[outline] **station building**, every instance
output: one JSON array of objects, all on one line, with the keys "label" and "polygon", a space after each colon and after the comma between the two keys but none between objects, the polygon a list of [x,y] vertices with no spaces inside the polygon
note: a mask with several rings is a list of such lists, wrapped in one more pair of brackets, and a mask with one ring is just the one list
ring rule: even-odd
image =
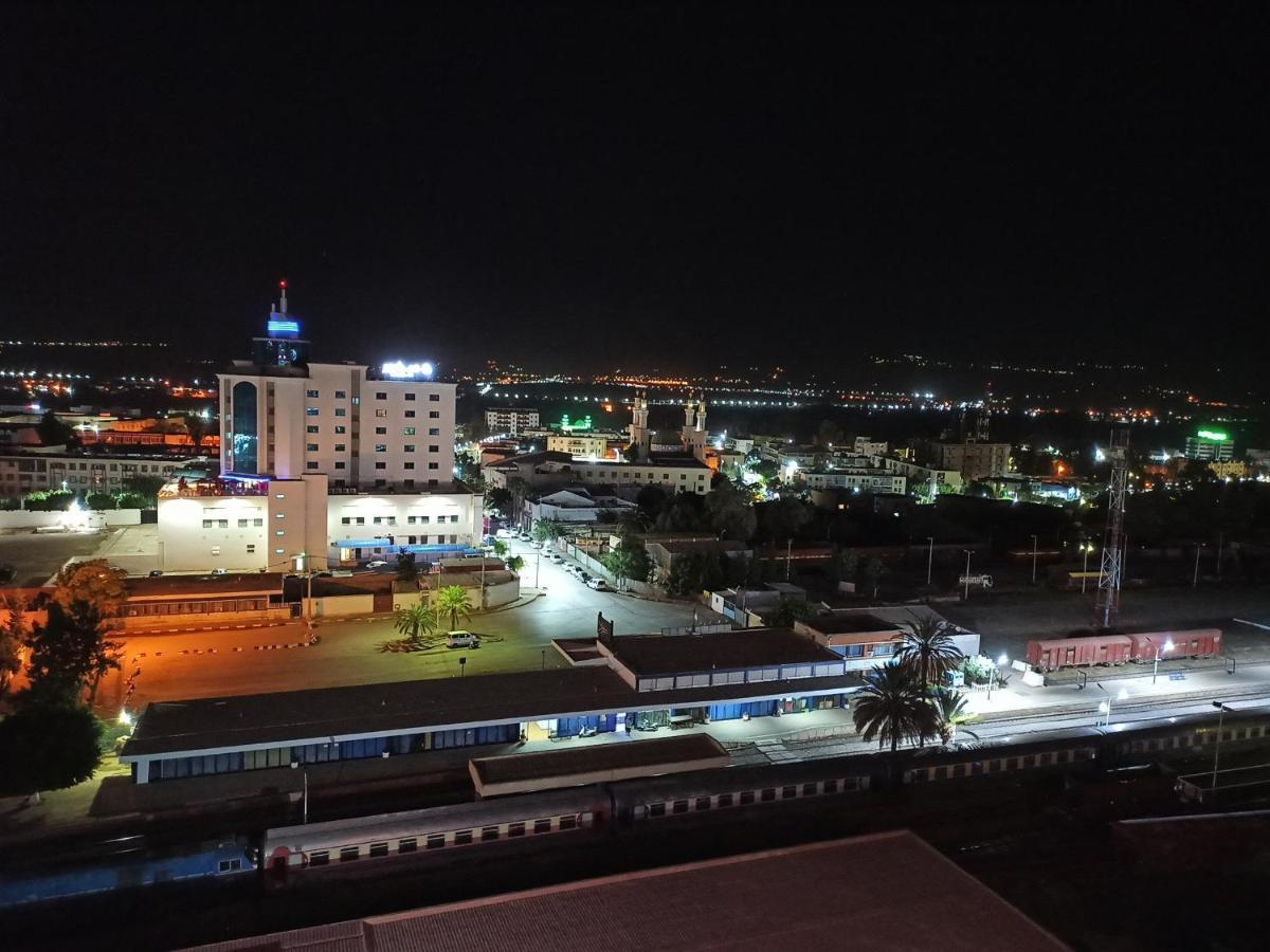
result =
[{"label": "station building", "polygon": [[[136,783],[843,707],[860,682],[789,628],[556,644],[569,666],[150,704]],[[652,732],[649,736],[653,736]]]}]

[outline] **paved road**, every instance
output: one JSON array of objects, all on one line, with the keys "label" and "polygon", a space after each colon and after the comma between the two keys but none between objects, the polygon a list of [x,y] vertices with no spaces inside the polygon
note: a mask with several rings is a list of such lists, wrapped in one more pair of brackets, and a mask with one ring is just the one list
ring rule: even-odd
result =
[{"label": "paved road", "polygon": [[[516,545],[527,562],[523,580],[532,583],[537,571],[544,594],[526,605],[461,621],[460,627],[489,636],[476,650],[439,647],[410,654],[385,652],[381,650],[385,642],[400,638],[387,617],[324,619],[316,628],[321,644],[312,647],[258,647],[304,642],[304,623],[180,635],[133,635],[123,642],[122,669],[102,684],[98,707],[107,713],[118,711],[126,697],[126,678],[137,665],[141,675],[128,702],[135,711],[152,701],[458,677],[460,658],[466,659],[465,675],[564,666],[565,661],[551,647],[551,640],[593,637],[598,612],[613,619],[618,633],[627,635],[692,622],[691,604],[593,592],[545,559],[536,566],[537,552]],[[698,613],[704,609],[698,608]],[[212,649],[215,652],[211,652]]]}]

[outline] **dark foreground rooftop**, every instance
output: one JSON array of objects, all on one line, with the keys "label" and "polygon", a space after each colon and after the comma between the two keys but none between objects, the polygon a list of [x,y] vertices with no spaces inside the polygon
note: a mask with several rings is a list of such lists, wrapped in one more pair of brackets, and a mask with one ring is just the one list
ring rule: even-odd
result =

········

SET EXERCISE |
Images in the data above are to be skipped. Retype all other material exactly.

RESULT OF THE EXERCISE |
[outline] **station building**, every instance
output: one JSON array of objects, all on one line, with the keys "label" and "polygon", a space after each colon and after the comma between the two keys but none between objects, the polygon a list of [x,y] vertices with no spaces inside the polygon
note: a mask with several rings is a list of such lists, wrapped in one more pair of brackets, and a mask with one ring is just the one list
ring rule: even-odd
image =
result =
[{"label": "station building", "polygon": [[[136,783],[843,707],[860,682],[789,628],[556,644],[569,666],[150,704]],[[652,732],[649,736],[653,736]]]}]

[outline] **paved road**, every instance
output: one JSON array of objects, all on one line, with the keys "label" and "polygon", a space after each colon and after the comma between the two keys but none between objects, the polygon a list of [x,y] vertices with no spaces inside the polygon
note: a mask with several rings is a list of such lists, wrapped in one more pair of brackets, and a mask with one ring is just the one list
ring rule: even-odd
result =
[{"label": "paved road", "polygon": [[[516,545],[527,562],[523,580],[532,583],[537,571],[544,594],[526,605],[461,621],[460,627],[489,636],[476,650],[439,647],[410,654],[385,652],[381,650],[385,642],[400,638],[387,617],[324,619],[316,628],[321,644],[312,647],[258,647],[304,642],[304,623],[180,635],[133,635],[123,642],[122,669],[102,684],[98,707],[107,713],[118,711],[126,697],[126,678],[137,665],[141,675],[128,702],[135,711],[152,701],[458,677],[460,658],[466,659],[465,675],[564,666],[565,661],[551,647],[551,640],[593,637],[598,612],[613,619],[618,633],[627,635],[692,622],[691,604],[593,592],[545,559],[536,566],[537,552]],[[698,613],[704,609],[698,608]],[[212,649],[215,652],[211,652]]]}]

[outline] **dark foreground rooftop**, every instance
output: one JSON array of objects, all on one line, with the keys "label" and "polygon", a space after each colon and after the comma between the two keys but none between objects, the polygon a list of [x,y] vertices with no spaces inside the polygon
note: a mask with several rings is a list of such lists, wrapped in one more pair of brackets, and a mask with one ring is just the one list
ring rule: even-odd
result =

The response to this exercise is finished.